[begin PROVIDED ENTRIES]
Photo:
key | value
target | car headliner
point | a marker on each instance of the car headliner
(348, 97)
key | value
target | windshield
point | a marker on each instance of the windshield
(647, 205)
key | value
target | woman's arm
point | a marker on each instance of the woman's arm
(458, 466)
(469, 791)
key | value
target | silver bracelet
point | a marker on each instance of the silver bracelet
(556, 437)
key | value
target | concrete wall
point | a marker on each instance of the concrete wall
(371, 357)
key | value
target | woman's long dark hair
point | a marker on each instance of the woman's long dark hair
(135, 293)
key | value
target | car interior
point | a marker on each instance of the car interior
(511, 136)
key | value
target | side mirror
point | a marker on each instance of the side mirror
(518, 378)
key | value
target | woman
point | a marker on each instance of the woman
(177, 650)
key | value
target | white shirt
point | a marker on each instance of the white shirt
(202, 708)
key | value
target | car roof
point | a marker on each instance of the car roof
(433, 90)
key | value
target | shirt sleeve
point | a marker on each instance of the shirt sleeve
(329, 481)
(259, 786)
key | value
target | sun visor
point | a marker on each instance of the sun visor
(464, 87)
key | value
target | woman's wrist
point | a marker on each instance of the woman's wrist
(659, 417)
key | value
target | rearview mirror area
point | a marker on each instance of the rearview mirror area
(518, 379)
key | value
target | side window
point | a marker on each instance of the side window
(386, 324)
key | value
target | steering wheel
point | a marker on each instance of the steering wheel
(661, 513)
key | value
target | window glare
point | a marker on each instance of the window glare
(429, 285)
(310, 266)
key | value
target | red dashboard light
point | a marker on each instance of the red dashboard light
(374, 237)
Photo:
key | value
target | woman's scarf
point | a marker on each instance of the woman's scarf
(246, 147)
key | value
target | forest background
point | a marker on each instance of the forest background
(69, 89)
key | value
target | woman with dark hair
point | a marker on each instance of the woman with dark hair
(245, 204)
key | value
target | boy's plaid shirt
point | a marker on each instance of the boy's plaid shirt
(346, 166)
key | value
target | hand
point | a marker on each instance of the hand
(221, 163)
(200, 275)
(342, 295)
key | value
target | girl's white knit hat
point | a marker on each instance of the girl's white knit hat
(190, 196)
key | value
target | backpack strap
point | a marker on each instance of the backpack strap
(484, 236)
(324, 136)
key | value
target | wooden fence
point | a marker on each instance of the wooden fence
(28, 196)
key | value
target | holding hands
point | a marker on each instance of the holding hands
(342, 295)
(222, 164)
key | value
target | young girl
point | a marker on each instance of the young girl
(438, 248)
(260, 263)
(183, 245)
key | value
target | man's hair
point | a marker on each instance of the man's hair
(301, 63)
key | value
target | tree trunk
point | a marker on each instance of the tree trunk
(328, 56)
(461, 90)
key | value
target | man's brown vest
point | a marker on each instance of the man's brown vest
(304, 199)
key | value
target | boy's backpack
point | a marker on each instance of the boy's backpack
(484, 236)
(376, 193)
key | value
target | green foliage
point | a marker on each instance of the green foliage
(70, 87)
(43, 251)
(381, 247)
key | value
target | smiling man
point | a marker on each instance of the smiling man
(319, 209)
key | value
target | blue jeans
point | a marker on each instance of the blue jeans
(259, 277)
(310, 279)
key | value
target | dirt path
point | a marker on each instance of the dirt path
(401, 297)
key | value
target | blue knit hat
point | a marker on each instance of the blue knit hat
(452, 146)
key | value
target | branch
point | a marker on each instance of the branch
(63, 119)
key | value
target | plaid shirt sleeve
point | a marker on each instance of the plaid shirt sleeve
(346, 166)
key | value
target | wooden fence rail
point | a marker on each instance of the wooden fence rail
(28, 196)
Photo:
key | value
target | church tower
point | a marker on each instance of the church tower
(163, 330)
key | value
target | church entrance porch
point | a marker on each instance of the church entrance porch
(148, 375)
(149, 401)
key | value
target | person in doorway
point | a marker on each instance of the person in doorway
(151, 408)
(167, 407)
[end PROVIDED ENTRIES]
WORK REQUIRED: Pull from the data above every line that contains the word "entrance", treating uppercase and lowercase as different.

TASK OUTPUT:
target | church entrance porch
point | a marker on each instance of the church entrance porch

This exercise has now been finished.